_Reading text_:
□ □ □ □ □ □ □

Veteran Dallas DJ Kidd Kraddick dies at 53

Longtime North Texas radio host Kidd Kraddick died Saturday afternoon in New Orleans at the age of 53.

Kraddick died while in New Orleans for a golf tournament to benefit his charity "Kidd's Kids."

A preliminary autopsy from the Jefferson Parish coroner's office shows Kraddick died from heart disease, but a cause of death is still pending, according to

The coroner found Kraddick had an enlarged heart and blocked arteries, which could have led to an irregular heartbeat. The coroner said three coronary arteries had blockage ranging from 40 to 80 percent.

The impact of Kraddick's death was instant, and surreal for thousands of his fans. 

"He made the whole world laugh and he made the world feel love and he will be sorely missed," said Lindsay Biehl.

Flowers, candles and messages of love filled a memorial outside the Las Colinas studio where Kraddick did his show.

"It made my morning pretty much bright," sighed Joe Tadesse, a fan. "I feel like I lost one of my family members, man."

The memorial continues to grow, as fans stop by to share how Kraddick was a part of their lives.

"I grew up listening to Kidd Kraddick and his morning show," Mario Guerra said, "and for Dallas and the nation to be without him, it's going to be a totally different morning"

KISS-FM D-J Billy the Kidd told listeners he could barely believe the statement he had to read. Soon after, Kraddick's daughter posted this tweet:  


Kraddick had been on the air in Dallas/Fort Worth since 1984, joining KISS FM in 1992. His morning show ruled morning drive and in 2001 was syndicated around the country.

KLUV morning radio host Jody Dean talked about going head to head with Kidd in the ratings.

"You walk in the door and you go, 'I'm facing the Yankees, I'm playing the Packers.' That's Kidd Kraddick over there," he said.

□ □ □ □ □ □ □

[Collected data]
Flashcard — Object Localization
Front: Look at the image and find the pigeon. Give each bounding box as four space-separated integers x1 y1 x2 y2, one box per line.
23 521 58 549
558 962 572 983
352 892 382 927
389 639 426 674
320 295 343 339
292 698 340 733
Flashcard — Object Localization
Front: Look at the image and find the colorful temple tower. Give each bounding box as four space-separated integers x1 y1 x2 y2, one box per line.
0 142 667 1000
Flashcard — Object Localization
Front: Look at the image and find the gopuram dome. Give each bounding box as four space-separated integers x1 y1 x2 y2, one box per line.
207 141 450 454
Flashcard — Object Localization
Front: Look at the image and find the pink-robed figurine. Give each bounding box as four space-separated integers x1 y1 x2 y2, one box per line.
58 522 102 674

□ □ □ □ □ □ □

_Task A_:
Rewrite the paragraph of the article on Kidd Kraddick's death that begins "Kraddick had been on the air" as a short list, keeping its main facts.
_Task B_:
Go on with the article on Kidd Kraddick's death, picking up after its final paragraph.
The entries were taken from a separate source.

_Task answer A_:
- On the air in Dallas/Fort Worth since 1984
- Joined KISS FM in 1992
- His morning show ruled morning drive
- The show was syndicated around the country in 2001

_Task answer B_:
Dean said Kraddick related to his listeners and established a whole new genre.

"Before Kidd, radio was a matter of routine. We're gonna do a routine or a bit. And after Kidd it was a matter of relationship. So he didn't just come in and do it well, he changed it," Dean said.

Kraddick's co-host, Kellie Rasberry, emerged from the Las Colinas studio briefly on Sunday, giving hugs to fans of the show and offering words of comfort.

"Just so y'all know," Rasberry assured them. "He didn't suffer a minute. He didn't suffer a minute, so y'all know that."

Rasberry said she hopes listeners will remember her colleague for more than just his work on the radio. 

"I just want his legacy to continue. He would want, I think that's what he would want the most, is for everybody to let the Kidd's Kids charity continue, that's what meant the most to him."

"He was bigger than I think he even realized. He touched a lot of lives. I think he knew he did but I don't think he knew to the extent," she said.

The head golf professional at the Timberlane Country Club, where Kraddick's golf tournament was held, told the Associated Press that Kraddick looked ill when he arrived for the event. 

"He came out and he borrowed my golf clubs and went out to the driving range," Richie Tomblin told AP when contacted by phone. "It's kind of a freaky situation. He came out. He practiced a little bit. He hit the ball at the first tee and wasn't feeling good and after that I didn't see him."

Todd Graves, the CEO of Raising Cane's Chicken Fingers, says Kraddick will be missed.

"Over the past year, I have had the distinct pleasure of getting to know Kidd through our company's support of his extraordinary charity, Kidd's Kids. Before that, I was a fan just like millions of others," Graves said.

Despite the passing of Kidd, Graves said his company's support of Kidd's Kids will not end. 

"On behalf of my entire crew at Raising Cane's, we extend our deepest sympathies to his family, his associates and to the thousands of families whose lives he touched in the most meaningful way. We will do our part to fulfill his vision for Kidd's Kids. God rest his soul," he said.

According to the show's web site, Kraddick's nationally syndicated radio show "Kidd Kraddick In The Morning" is heard in nearly 100 cities across the country and worldwide on American Forces Radio. 

Kraddick also recently signed on to the syndicated television show "Dish Nation," which airs daily on FOX4.

Kraddick's numerous awards include the WB Radio Music Award for America's Best Radio Personality, named to the Ten Outstanding Young Americans by the American Junior Chamber, Major Market Personality Of The Year by Radio and Records, and the distinguished Marconi Award for radio personality of the year.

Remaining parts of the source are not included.